------ DATA TO PROCESS

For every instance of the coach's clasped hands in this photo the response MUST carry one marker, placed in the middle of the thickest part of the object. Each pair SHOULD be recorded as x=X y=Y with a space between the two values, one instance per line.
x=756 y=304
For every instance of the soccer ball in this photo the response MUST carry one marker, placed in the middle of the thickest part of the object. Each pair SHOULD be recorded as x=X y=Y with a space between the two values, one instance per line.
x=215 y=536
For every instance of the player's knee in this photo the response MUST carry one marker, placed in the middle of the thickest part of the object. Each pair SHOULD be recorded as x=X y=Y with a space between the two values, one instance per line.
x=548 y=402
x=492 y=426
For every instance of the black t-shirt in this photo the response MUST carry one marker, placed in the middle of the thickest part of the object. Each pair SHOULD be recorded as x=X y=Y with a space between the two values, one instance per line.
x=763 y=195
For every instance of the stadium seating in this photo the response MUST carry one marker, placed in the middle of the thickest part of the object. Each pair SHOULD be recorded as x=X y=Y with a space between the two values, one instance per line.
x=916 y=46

------------

WHAT THE EXERCISE ASKS - Extract every line of the data above and reproduce each one verbatim, with no changes.

RESPONSE BELOW -
For every instance of the coach's clasped hands in this photo the response MUST carry one marker, placed in the middle of the thickest part of the object. Each pair SHOULD be recorded as x=X y=Y with a space between the two values, one instance per line.
x=756 y=304
For every instance of the soccer ball in this photo the response MUST carry one marker, placed in the middle of the thickest part of the object. Each pair SHOULD be recorded as x=X y=Y with a space between the two values, one instance per line.
x=215 y=536
For every instance of the player's knee in this photo the response MUST carry one marker, placed in the middle of the thickest part of the object. Each pair SHOULD be recorded as x=X y=Y with a space between the two values, one instance per line.
x=548 y=402
x=492 y=426
For every instance of the black t-shirt in this photo the response MUST carry one marker, placed in the middle of the thickest part of the object. Each pair SHOULD be recorded as x=X y=Y with a space between the two values, one instance per line.
x=763 y=195
For every instance of the stadium seating in this photo the response MUST carry one marker, placed in the middle of the thickest part of the object. Each pair SHOULD be recorded as x=X y=Y with a space between the two values, one instance per line.
x=916 y=46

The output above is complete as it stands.